## start

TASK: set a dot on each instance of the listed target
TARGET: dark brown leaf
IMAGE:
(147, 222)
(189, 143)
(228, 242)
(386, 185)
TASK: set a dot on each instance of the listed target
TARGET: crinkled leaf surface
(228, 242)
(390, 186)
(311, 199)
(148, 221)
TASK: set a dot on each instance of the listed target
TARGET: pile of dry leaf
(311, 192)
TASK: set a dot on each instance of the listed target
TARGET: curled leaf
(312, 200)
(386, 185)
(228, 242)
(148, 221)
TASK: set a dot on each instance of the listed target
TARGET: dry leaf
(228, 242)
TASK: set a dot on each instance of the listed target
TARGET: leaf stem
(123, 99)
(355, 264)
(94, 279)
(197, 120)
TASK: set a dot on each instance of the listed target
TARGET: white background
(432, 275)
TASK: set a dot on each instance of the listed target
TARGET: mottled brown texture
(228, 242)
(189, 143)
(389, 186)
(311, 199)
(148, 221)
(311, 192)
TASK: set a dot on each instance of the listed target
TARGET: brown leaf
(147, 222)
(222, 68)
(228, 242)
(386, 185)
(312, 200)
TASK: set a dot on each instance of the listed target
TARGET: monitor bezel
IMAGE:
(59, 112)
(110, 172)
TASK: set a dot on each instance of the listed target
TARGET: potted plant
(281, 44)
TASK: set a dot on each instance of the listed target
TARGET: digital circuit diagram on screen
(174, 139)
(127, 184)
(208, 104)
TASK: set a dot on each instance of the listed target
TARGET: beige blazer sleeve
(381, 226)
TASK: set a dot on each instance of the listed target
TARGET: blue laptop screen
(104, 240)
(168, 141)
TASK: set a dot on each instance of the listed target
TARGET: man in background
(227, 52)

## end

WORK TO BE COMPLETED:
Return each line of the listing above that contains the string "leaf". Case counts.

THE RESPONSE:
TARGET: dark brown leaf
TARGET: crinkled leaf surface
TARGET: pile of dry leaf
TARGET: curled leaf
TARGET: dry leaf
TARGET: leaf stem
TARGET: brown leaf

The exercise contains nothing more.